Exercise details –
Please give the lines of the records below as a numbered list, leaving out the blank lines.

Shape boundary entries
########
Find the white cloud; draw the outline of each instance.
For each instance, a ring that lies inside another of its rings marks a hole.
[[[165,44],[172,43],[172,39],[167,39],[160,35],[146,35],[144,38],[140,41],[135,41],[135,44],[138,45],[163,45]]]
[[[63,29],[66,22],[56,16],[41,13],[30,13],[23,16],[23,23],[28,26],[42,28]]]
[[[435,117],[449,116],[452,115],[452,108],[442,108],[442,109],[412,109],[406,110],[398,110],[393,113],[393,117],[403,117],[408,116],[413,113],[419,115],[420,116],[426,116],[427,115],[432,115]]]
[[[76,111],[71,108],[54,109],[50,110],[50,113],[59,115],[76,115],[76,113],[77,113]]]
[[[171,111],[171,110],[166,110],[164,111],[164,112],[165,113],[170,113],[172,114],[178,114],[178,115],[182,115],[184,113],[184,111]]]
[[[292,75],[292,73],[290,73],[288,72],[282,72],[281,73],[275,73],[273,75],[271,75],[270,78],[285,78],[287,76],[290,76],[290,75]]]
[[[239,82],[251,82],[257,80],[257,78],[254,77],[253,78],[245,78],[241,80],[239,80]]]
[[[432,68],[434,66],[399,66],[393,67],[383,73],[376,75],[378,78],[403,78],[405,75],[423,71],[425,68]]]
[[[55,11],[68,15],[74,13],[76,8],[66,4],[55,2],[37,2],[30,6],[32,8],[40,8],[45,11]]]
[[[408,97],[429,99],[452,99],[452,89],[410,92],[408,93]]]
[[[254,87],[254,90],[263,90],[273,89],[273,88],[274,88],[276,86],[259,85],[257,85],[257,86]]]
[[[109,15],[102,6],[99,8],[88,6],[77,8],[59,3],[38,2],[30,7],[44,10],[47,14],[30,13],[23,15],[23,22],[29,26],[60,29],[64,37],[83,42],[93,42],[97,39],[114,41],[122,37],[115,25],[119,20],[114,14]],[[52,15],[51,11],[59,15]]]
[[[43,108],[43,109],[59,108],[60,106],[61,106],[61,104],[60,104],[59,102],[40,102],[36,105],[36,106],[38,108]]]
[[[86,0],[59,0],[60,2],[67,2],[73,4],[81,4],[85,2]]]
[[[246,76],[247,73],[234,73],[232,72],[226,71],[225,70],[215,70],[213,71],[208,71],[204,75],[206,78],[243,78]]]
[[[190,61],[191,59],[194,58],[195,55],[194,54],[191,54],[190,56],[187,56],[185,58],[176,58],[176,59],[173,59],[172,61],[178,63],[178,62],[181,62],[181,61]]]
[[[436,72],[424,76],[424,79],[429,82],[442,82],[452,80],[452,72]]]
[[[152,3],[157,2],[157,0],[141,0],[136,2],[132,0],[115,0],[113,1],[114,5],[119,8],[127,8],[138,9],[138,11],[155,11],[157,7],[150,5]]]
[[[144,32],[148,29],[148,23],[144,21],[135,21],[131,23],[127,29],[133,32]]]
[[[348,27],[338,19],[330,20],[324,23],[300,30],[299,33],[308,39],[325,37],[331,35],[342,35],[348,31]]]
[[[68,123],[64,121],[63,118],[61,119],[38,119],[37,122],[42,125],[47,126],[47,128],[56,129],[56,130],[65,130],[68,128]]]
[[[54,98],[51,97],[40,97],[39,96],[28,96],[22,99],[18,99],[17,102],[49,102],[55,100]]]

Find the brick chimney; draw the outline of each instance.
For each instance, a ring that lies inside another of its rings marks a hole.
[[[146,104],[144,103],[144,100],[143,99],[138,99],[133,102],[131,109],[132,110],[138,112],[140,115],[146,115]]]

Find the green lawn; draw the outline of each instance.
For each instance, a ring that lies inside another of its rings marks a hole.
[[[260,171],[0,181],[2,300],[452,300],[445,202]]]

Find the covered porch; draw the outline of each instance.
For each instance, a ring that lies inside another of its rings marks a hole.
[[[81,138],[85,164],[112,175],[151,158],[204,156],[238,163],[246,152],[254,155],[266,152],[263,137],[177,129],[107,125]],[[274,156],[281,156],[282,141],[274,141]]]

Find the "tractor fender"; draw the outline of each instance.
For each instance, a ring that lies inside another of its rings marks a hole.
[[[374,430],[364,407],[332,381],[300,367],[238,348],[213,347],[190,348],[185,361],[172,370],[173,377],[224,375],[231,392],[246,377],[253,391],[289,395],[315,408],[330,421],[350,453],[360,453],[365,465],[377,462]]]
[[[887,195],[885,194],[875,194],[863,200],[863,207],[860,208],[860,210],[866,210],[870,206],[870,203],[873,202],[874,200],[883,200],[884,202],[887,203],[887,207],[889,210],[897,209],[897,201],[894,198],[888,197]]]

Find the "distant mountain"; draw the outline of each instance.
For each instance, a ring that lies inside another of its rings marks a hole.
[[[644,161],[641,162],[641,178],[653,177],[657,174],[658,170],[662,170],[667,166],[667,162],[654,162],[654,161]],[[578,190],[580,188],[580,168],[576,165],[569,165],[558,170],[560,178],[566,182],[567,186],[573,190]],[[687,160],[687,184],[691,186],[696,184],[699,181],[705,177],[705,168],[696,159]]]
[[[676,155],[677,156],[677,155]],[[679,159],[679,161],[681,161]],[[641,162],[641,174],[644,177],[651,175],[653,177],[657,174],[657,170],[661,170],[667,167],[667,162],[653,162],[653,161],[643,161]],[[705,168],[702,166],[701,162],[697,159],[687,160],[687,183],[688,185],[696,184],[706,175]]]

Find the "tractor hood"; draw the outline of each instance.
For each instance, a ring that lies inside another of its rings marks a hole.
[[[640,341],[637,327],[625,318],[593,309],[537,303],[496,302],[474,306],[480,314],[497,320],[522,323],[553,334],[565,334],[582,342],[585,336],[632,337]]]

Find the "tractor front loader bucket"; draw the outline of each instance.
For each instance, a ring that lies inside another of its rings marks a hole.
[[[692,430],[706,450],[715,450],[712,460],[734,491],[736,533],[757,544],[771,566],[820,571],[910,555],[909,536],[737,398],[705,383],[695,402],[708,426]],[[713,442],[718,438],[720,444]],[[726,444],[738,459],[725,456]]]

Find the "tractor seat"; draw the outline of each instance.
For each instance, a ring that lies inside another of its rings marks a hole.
########
The answer –
1. Find the white cloud; draw the outline of each instance.
2. For each instance, a ring that lies inside another of its rings marks a hole.
3. [[[165,44],[172,43],[172,39],[167,39],[160,35],[146,35],[144,38],[140,41],[135,41],[135,44],[138,45],[163,45]]]
4. [[[63,29],[66,22],[56,16],[41,13],[30,13],[23,16],[23,23],[28,26],[42,28]]]
5. [[[435,117],[449,116],[452,115],[452,108],[442,108],[442,109],[412,109],[406,110],[398,110],[393,113],[393,117],[403,117],[408,116],[413,113],[419,115],[420,116],[426,116],[427,115],[432,115]]]
6. [[[76,111],[71,108],[54,109],[50,110],[50,113],[59,115],[76,115],[76,113],[77,113]]]
7. [[[171,111],[171,110],[166,110],[164,111],[164,112],[165,113],[170,113],[172,114],[178,114],[178,115],[182,115],[184,113],[184,111]]]
8. [[[292,75],[292,73],[290,73],[288,72],[282,72],[281,73],[275,73],[273,75],[271,75],[270,78],[285,78],[287,76],[290,76],[290,75]]]
9. [[[239,82],[251,82],[257,80],[257,78],[254,77],[253,78],[245,78],[241,80],[239,80]]]
10. [[[432,68],[434,66],[399,66],[393,67],[383,73],[376,75],[378,78],[403,78],[405,75],[423,71],[425,68]]]
11. [[[55,11],[68,15],[74,13],[76,8],[66,4],[55,2],[37,2],[30,6],[32,8],[40,8],[45,11]]]
12. [[[408,97],[429,99],[452,99],[452,89],[410,92],[408,93]]]
13. [[[254,87],[254,90],[263,90],[273,89],[273,88],[274,88],[276,86],[259,85],[257,85],[257,86]]]
14. [[[109,15],[102,6],[99,8],[88,6],[77,8],[59,3],[38,2],[30,7],[44,10],[47,14],[30,13],[23,15],[23,22],[29,26],[60,29],[64,37],[83,42],[93,42],[97,39],[114,41],[122,37],[115,25],[119,20],[114,14]],[[52,15],[51,11],[59,15]]]
15. [[[43,108],[43,109],[59,108],[60,106],[61,106],[61,104],[60,104],[59,102],[40,102],[36,105],[36,106],[38,108]]]
16. [[[86,0],[59,0],[60,2],[67,2],[73,4],[81,4],[85,2]]]
17. [[[246,76],[247,73],[234,73],[232,72],[226,71],[225,70],[215,70],[213,71],[208,71],[204,75],[206,78],[243,78]]]
18. [[[190,61],[191,59],[194,58],[195,55],[194,54],[191,54],[190,56],[187,56],[185,58],[176,58],[176,59],[173,59],[172,61],[178,63],[178,62],[181,62],[181,61]]]
19. [[[436,72],[424,76],[424,79],[429,82],[442,82],[452,80],[452,72]]]
20. [[[152,3],[157,2],[157,0],[141,0],[136,2],[132,0],[115,0],[113,1],[114,5],[119,8],[127,8],[138,9],[138,11],[155,11],[157,7],[150,5]]]
21. [[[144,32],[148,29],[148,23],[144,21],[135,21],[131,23],[127,29],[133,32]]]
22. [[[348,27],[338,19],[330,20],[324,23],[300,30],[299,33],[308,39],[325,37],[331,35],[342,35],[348,31]]]
23. [[[68,123],[64,121],[63,118],[61,119],[38,119],[37,122],[42,125],[47,126],[47,128],[56,129],[56,130],[65,130],[68,128]]]
24. [[[54,98],[51,97],[40,97],[39,96],[28,96],[22,99],[18,99],[17,102],[49,102],[55,100]]]
25. Find the brick chimney; draw the outline of each instance.
26. For each instance, a ring that lies inside another of its rings marks a hole.
27. [[[146,104],[144,103],[144,100],[143,99],[138,99],[133,102],[131,109],[132,110],[138,112],[140,115],[146,115]]]
28. Find the green lawn; draw the outline of each instance.
29. For each instance, a ring that lies inside another of its rings marks a hole.
30. [[[260,171],[0,181],[2,300],[452,300],[445,202]]]
31. Find the covered porch; draw the outline of each instance.
32. For each instance, a ring that lies inside another of its rings marks a hole.
33. [[[81,138],[85,164],[112,175],[151,158],[204,156],[238,163],[246,152],[254,155],[266,152],[263,137],[177,129],[107,125]],[[274,156],[281,156],[282,141],[274,141]]]
34. Find the "tractor fender"; draw the outline of each instance.
35. For each instance, a ring that lies inside another of its rings marks a hole.
36. [[[374,430],[364,407],[332,381],[300,367],[238,348],[213,347],[190,348],[185,361],[172,370],[173,377],[224,375],[231,392],[246,377],[253,391],[289,395],[315,408],[330,421],[350,453],[360,453],[365,465],[377,462]]]
37. [[[887,195],[885,194],[875,194],[863,200],[863,207],[860,208],[860,210],[866,210],[870,206],[870,203],[873,202],[874,200],[883,200],[884,202],[887,203],[887,207],[889,210],[897,209],[897,201],[894,198],[888,197]]]
38. Find the "distant mountain"; draw the outline of each instance.
39. For each instance, a ring that lies inside another of its rings marks a hole.
40. [[[644,161],[641,162],[641,178],[653,177],[657,174],[658,170],[662,170],[667,166],[667,162],[654,162],[654,161]],[[578,190],[580,188],[580,168],[576,165],[569,165],[558,170],[560,178],[566,182],[567,186],[573,190]],[[687,160],[687,184],[691,186],[696,184],[699,181],[705,177],[705,168],[696,159]]]
41. [[[676,155],[677,156],[677,155]],[[679,159],[679,161],[681,161]],[[641,162],[641,174],[644,177],[651,175],[653,177],[657,174],[657,170],[661,170],[667,167],[667,162],[653,162],[653,161],[643,161]],[[705,168],[702,166],[701,162],[697,159],[687,160],[687,183],[688,185],[696,184],[706,175]]]
42. Find the "tractor hood"; draw the outline of each instance.
43. For each instance, a ring that lies inside another of its rings marks a hole.
44. [[[640,341],[637,327],[625,318],[593,309],[537,303],[496,302],[474,306],[480,314],[497,320],[522,323],[553,334],[565,334],[582,342],[585,336],[632,337]]]
45. Find the "tractor front loader bucket"; draw the outline of each instance.
46. For each instance, a ring that lies inside another of its rings marks a hole.
47. [[[692,430],[706,450],[715,450],[712,460],[734,491],[736,533],[757,544],[771,566],[820,571],[910,555],[909,536],[737,398],[705,383],[695,402],[708,426]],[[713,442],[718,438],[720,444]],[[726,444],[738,459],[725,456]]]
48. Find the "tractor seat"; draw the outline of each instance.
49. For each instance, a ring that lies inside another of its rings marks a hole.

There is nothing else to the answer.